SHORT EXERCISE:
Reproduce every line from the one containing "QA audit note: the white curtain" down to the end of the items, including the requests. Multiply each bounding-box coordinate in the answers by 1.8, round to whole numbers with halves going up, and leave the pictures out.

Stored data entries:
###

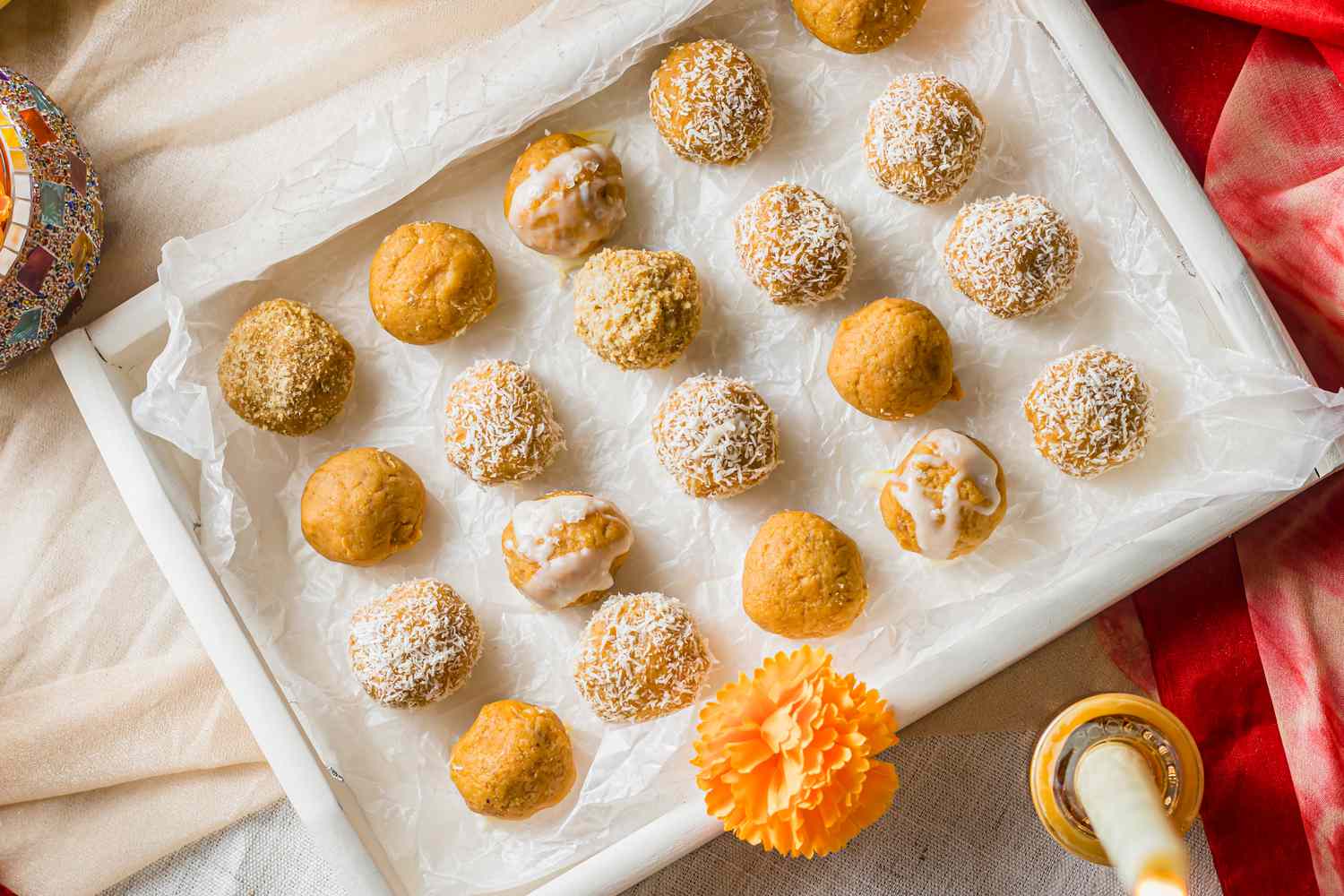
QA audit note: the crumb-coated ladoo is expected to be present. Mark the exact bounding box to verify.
[742,511,868,638]
[218,298,355,435]
[863,73,986,205]
[504,133,625,258]
[574,248,701,371]
[650,39,774,165]
[653,374,780,498]
[574,591,710,723]
[298,447,425,565]
[733,183,854,305]
[943,196,1080,318]
[1023,345,1153,479]
[448,700,575,821]
[368,220,496,345]
[878,430,1008,560]
[793,0,925,52]
[444,360,564,485]
[827,298,962,420]
[500,492,634,610]
[349,579,481,708]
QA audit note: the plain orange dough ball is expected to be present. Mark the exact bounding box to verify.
[449,700,575,821]
[300,447,425,565]
[742,511,868,638]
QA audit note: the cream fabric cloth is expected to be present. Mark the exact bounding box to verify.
[0,0,1132,896]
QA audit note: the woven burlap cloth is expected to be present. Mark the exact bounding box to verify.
[0,0,1156,896]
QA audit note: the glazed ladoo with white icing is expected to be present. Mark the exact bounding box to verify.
[444,360,564,485]
[574,592,711,723]
[878,430,1008,560]
[733,183,854,305]
[504,133,625,258]
[793,0,925,52]
[500,492,634,610]
[863,73,986,205]
[827,298,962,420]
[650,39,774,165]
[574,248,701,371]
[653,374,780,498]
[943,196,1080,318]
[1023,345,1153,479]
[218,298,355,435]
[349,579,481,708]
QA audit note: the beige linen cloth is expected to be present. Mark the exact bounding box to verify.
[0,0,1132,896]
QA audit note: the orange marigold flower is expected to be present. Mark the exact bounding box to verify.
[691,646,900,858]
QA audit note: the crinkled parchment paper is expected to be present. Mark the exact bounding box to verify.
[134,0,1344,893]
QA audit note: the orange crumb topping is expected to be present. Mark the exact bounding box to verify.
[691,646,900,858]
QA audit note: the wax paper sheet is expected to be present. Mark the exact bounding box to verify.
[134,0,1344,893]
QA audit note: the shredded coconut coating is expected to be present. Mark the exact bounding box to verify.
[574,248,701,371]
[733,183,854,305]
[218,298,355,435]
[574,592,711,723]
[863,73,986,205]
[650,39,774,165]
[444,360,564,485]
[653,374,780,498]
[1023,345,1153,479]
[349,579,481,708]
[943,194,1081,318]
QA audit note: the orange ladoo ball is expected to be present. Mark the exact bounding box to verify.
[793,0,925,52]
[449,700,575,821]
[368,221,495,345]
[742,511,868,638]
[827,298,962,420]
[298,447,425,565]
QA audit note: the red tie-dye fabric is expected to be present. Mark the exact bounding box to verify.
[1091,0,1344,896]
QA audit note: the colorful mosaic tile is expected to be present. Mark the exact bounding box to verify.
[66,149,89,196]
[38,180,62,229]
[15,246,56,296]
[19,108,56,146]
[29,81,61,116]
[70,231,93,280]
[0,67,104,369]
[4,307,42,345]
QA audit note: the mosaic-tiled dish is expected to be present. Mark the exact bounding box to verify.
[0,65,102,369]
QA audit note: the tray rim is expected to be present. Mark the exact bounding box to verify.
[53,0,1344,896]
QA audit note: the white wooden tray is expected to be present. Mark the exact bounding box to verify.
[53,0,1344,895]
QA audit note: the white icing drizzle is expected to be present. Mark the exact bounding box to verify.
[513,495,634,610]
[892,430,1003,560]
[508,143,625,258]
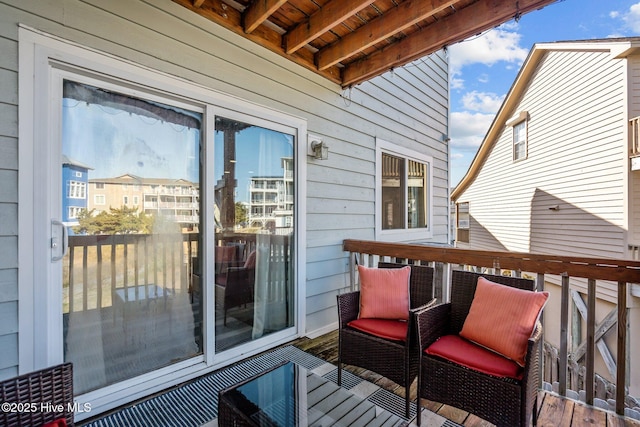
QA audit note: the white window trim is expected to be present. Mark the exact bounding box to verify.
[506,111,529,163]
[375,138,433,242]
[18,25,307,421]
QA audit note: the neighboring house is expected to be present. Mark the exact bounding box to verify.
[62,156,91,233]
[0,0,553,420]
[451,38,640,396]
[0,0,458,419]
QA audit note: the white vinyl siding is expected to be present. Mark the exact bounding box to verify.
[0,0,449,390]
[628,56,640,247]
[459,47,628,296]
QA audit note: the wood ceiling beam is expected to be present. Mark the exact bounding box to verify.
[316,0,458,70]
[284,0,375,54]
[173,0,341,84]
[342,0,556,87]
[242,0,287,33]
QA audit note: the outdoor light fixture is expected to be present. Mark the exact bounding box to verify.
[309,138,329,160]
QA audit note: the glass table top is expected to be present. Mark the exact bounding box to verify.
[221,362,406,427]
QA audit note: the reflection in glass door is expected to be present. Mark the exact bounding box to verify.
[60,80,203,394]
[214,117,295,352]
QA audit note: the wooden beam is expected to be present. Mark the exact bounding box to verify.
[173,0,341,84]
[342,0,555,87]
[284,0,375,54]
[316,0,458,70]
[242,0,287,34]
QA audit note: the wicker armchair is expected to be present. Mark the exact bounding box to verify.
[216,248,256,325]
[415,271,542,427]
[0,363,73,427]
[338,263,435,418]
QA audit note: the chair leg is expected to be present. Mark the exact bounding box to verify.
[416,357,422,427]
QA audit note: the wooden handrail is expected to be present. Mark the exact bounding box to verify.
[343,239,640,283]
[343,239,640,414]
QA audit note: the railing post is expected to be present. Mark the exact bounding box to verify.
[616,282,627,415]
[584,279,596,405]
[349,252,356,292]
[558,273,569,396]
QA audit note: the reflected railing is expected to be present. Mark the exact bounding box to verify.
[343,240,640,418]
[63,233,198,312]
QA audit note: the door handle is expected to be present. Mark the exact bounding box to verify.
[51,220,69,262]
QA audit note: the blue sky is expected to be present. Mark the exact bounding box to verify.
[448,0,640,186]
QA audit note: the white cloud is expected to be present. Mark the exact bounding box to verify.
[449,111,494,152]
[622,3,640,33]
[449,77,464,89]
[462,90,504,114]
[449,25,528,75]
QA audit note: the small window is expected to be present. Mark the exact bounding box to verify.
[68,206,84,219]
[68,181,87,199]
[513,120,527,161]
[456,202,470,243]
[376,140,433,241]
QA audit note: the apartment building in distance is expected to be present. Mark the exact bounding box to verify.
[87,174,200,229]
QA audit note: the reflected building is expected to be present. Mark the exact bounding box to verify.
[249,157,295,234]
[88,174,200,230]
[62,156,93,234]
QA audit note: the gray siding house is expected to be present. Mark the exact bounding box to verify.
[0,0,449,419]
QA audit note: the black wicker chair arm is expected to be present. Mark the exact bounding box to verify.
[338,291,360,329]
[416,303,451,351]
[409,298,438,316]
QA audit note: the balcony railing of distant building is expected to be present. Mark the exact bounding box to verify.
[343,240,640,417]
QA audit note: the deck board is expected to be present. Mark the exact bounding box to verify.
[293,331,640,427]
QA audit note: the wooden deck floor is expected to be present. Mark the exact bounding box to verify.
[293,331,640,427]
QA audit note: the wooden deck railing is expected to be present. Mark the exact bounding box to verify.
[63,233,198,312]
[343,240,640,414]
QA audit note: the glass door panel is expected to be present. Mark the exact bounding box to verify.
[61,80,203,394]
[214,117,295,352]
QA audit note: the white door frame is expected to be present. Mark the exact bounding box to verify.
[18,26,307,420]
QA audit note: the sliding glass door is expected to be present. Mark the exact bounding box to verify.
[59,79,203,394]
[214,117,295,352]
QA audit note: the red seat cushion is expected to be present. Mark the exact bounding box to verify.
[424,335,523,380]
[347,318,408,342]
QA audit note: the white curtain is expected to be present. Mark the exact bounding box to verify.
[252,234,290,339]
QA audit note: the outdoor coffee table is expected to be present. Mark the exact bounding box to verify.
[218,362,408,427]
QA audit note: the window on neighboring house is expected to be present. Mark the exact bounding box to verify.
[513,120,527,161]
[376,140,433,241]
[456,202,470,243]
[68,181,87,199]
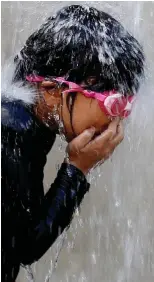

###

ANSWER TO THE EXERCISE:
QA audit note: the white curtain is expected to be present. Mark the exact bounding box to verify.
[454,421,522,610]
QA audit note: the outdoor coffee table is expected to be present. Mark the exact bounding box to verify.
[392,652,734,769]
QA audit note: the window on neighboring house is expected to be present. Mark the exact bounding box to verify.
[923,216,949,290]
[677,252,779,434]
[821,364,846,437]
[122,326,157,358]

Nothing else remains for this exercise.